Task set:
(1) Summarize the text on frequentist sequential testing in two sentences.
(2) From the text on frequentist sequential testing, reproduce word for word the stretch from "Traditional A/B testing" through "dataset is complete.".

Given text:
Frequentist Sequential Testing

What's the problem with looking early in a "standard" A/B test

Traditional A/B testing best practices (t-tests, z-tests, etc.) require that the readout of experiment metrics occur only once, when the target sample size is reached (that is, when your design duration has been reached and you have the sample size you need). This approach is called a "Fixed Horizon Test": when designing an experiment, you set the number of units you want to observe and commit to analyzing results only after the dataset is complete.

Continuous experiment monitoring ("peeking") for the purpose of decision making results in inflated false positive rates (the peeking problem), which can be much higher than the expected rate at your desired significance level.

Record excerpts:
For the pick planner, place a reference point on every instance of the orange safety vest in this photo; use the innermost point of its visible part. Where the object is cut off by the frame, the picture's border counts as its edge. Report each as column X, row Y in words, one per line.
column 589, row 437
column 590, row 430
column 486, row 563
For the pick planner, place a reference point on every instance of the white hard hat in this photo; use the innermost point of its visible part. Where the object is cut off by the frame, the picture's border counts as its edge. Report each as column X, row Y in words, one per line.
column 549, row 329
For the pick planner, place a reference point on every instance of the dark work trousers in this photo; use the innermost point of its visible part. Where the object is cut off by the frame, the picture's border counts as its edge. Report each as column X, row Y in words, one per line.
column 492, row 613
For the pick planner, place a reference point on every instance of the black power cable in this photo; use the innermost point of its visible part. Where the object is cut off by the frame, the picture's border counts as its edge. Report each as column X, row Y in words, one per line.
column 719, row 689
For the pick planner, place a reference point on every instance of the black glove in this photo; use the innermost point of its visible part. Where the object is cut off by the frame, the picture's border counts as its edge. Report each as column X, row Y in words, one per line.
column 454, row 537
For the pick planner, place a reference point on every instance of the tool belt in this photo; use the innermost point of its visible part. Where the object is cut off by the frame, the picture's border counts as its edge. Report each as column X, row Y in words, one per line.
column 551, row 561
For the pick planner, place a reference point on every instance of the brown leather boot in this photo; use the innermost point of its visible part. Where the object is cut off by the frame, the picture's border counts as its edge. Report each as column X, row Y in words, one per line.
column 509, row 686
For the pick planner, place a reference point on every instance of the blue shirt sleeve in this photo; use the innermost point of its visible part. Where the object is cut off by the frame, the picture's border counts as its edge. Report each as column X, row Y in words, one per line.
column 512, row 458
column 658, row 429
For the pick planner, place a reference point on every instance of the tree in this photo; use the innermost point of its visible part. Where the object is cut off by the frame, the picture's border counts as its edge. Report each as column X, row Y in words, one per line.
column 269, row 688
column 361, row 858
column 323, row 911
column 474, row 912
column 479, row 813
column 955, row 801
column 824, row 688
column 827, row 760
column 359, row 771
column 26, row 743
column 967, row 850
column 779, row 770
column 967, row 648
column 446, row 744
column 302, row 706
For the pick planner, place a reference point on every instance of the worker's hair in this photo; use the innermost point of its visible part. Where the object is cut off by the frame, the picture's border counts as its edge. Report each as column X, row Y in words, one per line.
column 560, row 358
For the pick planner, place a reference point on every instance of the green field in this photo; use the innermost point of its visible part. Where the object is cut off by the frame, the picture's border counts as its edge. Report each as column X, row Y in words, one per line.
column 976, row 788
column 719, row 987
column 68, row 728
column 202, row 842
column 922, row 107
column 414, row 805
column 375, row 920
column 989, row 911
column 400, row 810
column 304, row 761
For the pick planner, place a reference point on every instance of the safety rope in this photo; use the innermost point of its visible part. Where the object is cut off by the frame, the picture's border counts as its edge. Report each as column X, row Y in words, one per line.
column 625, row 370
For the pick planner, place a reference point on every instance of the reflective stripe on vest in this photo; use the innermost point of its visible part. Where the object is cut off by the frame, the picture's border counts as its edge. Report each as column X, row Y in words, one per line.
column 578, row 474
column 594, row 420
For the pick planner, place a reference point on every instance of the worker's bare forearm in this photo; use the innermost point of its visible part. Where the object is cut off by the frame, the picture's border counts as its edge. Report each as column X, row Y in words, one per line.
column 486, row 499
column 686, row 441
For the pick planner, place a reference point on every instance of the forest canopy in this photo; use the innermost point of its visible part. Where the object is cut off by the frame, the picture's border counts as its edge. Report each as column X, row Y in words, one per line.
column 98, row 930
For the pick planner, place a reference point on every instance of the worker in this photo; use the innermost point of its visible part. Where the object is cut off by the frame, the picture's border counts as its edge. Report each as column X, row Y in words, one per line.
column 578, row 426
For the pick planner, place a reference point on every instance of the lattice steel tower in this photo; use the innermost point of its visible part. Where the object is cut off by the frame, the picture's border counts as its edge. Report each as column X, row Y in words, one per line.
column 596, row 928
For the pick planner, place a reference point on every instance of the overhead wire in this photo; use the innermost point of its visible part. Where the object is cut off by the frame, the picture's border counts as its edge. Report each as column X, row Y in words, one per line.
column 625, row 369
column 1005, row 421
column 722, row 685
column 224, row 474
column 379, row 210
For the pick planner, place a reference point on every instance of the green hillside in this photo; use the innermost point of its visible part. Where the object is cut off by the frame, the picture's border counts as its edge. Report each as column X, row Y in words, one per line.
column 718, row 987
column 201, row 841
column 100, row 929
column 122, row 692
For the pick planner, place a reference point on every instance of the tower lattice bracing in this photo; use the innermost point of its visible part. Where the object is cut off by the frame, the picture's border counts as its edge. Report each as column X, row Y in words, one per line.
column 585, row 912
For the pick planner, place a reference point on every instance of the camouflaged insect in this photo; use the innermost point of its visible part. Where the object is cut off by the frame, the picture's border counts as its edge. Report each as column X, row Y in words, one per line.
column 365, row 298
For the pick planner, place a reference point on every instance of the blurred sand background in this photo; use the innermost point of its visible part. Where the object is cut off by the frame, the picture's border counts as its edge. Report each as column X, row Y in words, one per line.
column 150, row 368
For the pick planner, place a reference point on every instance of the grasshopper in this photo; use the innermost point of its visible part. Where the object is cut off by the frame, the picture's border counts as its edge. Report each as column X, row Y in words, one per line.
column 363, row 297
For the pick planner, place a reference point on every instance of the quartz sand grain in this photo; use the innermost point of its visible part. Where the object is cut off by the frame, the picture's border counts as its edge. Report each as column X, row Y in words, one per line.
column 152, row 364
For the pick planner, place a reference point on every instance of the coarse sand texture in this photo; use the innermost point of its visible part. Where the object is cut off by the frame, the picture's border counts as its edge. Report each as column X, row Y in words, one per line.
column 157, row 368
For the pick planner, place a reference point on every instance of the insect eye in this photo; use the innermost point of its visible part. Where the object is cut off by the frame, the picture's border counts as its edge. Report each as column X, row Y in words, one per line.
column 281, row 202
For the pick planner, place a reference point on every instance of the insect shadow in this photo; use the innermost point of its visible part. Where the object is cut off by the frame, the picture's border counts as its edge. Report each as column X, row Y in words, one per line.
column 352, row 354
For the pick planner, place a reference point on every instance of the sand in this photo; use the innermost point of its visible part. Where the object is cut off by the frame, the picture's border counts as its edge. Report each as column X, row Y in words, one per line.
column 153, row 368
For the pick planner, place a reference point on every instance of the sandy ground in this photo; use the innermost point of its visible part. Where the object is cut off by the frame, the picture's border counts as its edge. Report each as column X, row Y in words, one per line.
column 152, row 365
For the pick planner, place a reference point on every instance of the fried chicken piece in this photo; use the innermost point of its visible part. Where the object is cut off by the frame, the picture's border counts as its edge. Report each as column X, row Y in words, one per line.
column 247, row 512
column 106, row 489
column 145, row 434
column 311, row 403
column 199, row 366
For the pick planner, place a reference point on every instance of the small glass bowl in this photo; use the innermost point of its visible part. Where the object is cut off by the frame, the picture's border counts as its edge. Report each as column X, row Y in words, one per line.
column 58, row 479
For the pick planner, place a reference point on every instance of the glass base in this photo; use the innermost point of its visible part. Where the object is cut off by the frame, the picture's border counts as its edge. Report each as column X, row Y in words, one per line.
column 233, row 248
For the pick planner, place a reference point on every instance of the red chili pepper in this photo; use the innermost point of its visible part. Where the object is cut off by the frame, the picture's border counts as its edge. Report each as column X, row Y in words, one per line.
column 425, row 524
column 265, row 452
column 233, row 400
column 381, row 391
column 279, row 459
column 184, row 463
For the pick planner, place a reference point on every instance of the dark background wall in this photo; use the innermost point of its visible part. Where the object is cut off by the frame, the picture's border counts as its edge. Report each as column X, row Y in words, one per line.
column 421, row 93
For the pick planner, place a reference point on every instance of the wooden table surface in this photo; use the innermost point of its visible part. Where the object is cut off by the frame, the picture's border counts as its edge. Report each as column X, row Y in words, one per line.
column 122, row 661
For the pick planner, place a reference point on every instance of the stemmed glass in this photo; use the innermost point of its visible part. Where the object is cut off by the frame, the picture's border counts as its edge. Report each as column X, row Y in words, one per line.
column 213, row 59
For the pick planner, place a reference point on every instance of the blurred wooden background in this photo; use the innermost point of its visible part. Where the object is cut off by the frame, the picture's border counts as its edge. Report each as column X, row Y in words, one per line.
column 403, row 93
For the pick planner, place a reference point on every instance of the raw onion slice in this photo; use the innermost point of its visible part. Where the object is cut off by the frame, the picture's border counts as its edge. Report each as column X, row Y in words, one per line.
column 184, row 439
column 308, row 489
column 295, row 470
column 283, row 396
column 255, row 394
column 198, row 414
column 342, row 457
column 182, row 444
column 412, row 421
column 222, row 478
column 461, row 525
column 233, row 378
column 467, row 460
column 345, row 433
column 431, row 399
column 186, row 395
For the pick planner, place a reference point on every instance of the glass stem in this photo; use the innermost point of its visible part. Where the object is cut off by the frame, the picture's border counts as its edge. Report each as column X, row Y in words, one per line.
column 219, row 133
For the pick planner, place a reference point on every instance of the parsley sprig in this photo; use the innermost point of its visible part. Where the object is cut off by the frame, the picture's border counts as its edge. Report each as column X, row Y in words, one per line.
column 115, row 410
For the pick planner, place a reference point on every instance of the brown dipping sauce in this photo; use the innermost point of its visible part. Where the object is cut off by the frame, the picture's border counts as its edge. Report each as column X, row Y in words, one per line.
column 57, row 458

Task responses:
(1) Traditional A/B tests, called fixed horizon tests, require reading out the results only once, after the planned sample size has been reached. Continuously checking the results ("peeking") to make decisions inflates the false positive rate, which can end up much higher than the expected rate at the chosen significance level.

(2)
Traditional A/B testing best practices (t-tests, z-tests, etc.) require that the readout of experiment metrics occur only once, when the target sample size is reached (that is, when your design duration has been reached and you have the sample size you need). This approach is called a "Fixed Horizon Test": when designing an experiment, you set the number of units you want to observe and commit to analyzing results only after the dataset is complete.